- _About this exercise_: Repeat the entries. Each one must match exactly.

(Data items)
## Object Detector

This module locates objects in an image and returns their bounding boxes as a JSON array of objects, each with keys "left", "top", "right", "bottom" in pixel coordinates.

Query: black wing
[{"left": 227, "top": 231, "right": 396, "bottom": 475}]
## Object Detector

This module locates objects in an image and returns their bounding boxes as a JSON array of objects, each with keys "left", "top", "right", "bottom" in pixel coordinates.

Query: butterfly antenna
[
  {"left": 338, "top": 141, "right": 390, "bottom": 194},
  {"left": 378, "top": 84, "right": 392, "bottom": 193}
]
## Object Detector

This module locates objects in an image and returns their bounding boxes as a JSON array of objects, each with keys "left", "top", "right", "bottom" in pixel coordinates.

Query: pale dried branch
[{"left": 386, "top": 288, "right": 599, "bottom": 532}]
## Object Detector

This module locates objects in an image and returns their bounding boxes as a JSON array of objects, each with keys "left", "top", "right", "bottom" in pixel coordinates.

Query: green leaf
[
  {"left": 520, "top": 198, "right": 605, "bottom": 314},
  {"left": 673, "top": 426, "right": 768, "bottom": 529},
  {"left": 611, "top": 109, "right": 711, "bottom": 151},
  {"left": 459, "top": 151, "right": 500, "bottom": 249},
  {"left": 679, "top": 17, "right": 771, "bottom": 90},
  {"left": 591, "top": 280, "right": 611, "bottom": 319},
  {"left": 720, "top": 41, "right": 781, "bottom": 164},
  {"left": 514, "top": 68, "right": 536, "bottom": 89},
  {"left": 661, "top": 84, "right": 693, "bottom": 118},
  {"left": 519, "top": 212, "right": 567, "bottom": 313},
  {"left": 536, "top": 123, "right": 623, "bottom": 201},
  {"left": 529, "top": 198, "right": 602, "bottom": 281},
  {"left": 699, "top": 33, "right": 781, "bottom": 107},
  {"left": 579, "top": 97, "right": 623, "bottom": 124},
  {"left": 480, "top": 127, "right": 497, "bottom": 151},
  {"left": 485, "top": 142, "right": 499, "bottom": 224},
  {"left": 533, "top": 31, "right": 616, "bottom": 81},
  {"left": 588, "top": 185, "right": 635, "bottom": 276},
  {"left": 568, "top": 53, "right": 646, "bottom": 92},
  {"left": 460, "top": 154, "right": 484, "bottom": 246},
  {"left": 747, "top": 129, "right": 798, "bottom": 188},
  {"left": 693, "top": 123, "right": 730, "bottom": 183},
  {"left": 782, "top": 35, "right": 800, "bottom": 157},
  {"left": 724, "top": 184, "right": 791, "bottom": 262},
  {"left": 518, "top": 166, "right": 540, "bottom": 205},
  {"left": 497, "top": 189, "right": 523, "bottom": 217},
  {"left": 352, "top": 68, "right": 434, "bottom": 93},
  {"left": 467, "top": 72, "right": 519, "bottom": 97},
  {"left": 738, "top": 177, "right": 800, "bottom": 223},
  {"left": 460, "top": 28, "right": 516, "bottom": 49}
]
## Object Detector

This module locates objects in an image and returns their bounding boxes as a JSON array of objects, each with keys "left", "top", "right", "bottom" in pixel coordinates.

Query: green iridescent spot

- _Written answer_:
## Object Detector

This module locates objects in an image and returns their bounding boxes as a JSON array of objects, each with keys "left", "top", "right", "bottom" in pixel coordinates.

Query: black wing
[{"left": 227, "top": 231, "right": 396, "bottom": 475}]
## Object Detector

This module locates objects in an image and returns their bounding boxes as a JSON array of objects, each with keys "left", "top", "right", "bottom" in pixel coordinates.

Query: butterfly antenna
[
  {"left": 338, "top": 141, "right": 390, "bottom": 194},
  {"left": 378, "top": 84, "right": 392, "bottom": 193}
]
## Object Detector

This module locates objects in an image and returns their bounding boxes as a JSON array of objects, each with keys "left", "top", "right", "bottom" in pixel coordinates.

Query: pale dried branch
[{"left": 386, "top": 288, "right": 599, "bottom": 532}]
## Object Detector

This module locates objects in an image and returns their bounding boxes as a JSON array of objects, each with keys "left", "top", "right", "bottom" in pixel coordinates.

Query: green leaf
[
  {"left": 520, "top": 198, "right": 605, "bottom": 314},
  {"left": 673, "top": 426, "right": 768, "bottom": 529},
  {"left": 611, "top": 109, "right": 711, "bottom": 151},
  {"left": 459, "top": 151, "right": 500, "bottom": 249},
  {"left": 679, "top": 17, "right": 771, "bottom": 90},
  {"left": 591, "top": 280, "right": 611, "bottom": 319},
  {"left": 720, "top": 41, "right": 781, "bottom": 164},
  {"left": 514, "top": 68, "right": 536, "bottom": 89},
  {"left": 661, "top": 84, "right": 693, "bottom": 118},
  {"left": 519, "top": 212, "right": 567, "bottom": 313},
  {"left": 536, "top": 123, "right": 623, "bottom": 201},
  {"left": 529, "top": 198, "right": 602, "bottom": 281},
  {"left": 699, "top": 33, "right": 781, "bottom": 107},
  {"left": 579, "top": 97, "right": 623, "bottom": 124},
  {"left": 480, "top": 127, "right": 497, "bottom": 151},
  {"left": 485, "top": 142, "right": 499, "bottom": 224},
  {"left": 533, "top": 31, "right": 616, "bottom": 81},
  {"left": 588, "top": 185, "right": 635, "bottom": 276},
  {"left": 568, "top": 53, "right": 646, "bottom": 92},
  {"left": 460, "top": 154, "right": 484, "bottom": 246},
  {"left": 747, "top": 129, "right": 798, "bottom": 188},
  {"left": 693, "top": 123, "right": 730, "bottom": 183},
  {"left": 782, "top": 35, "right": 800, "bottom": 157},
  {"left": 724, "top": 184, "right": 791, "bottom": 262},
  {"left": 518, "top": 166, "right": 540, "bottom": 205},
  {"left": 497, "top": 189, "right": 523, "bottom": 217},
  {"left": 352, "top": 68, "right": 434, "bottom": 93},
  {"left": 467, "top": 72, "right": 519, "bottom": 97},
  {"left": 738, "top": 177, "right": 800, "bottom": 223},
  {"left": 460, "top": 28, "right": 516, "bottom": 49}
]
## Object Detector

This module locates objects in an image and returns their bounding boxes as a JSON array of objects, each with keys "left", "top", "right", "bottom" in pixel coordinates.

Query: green iridescent spot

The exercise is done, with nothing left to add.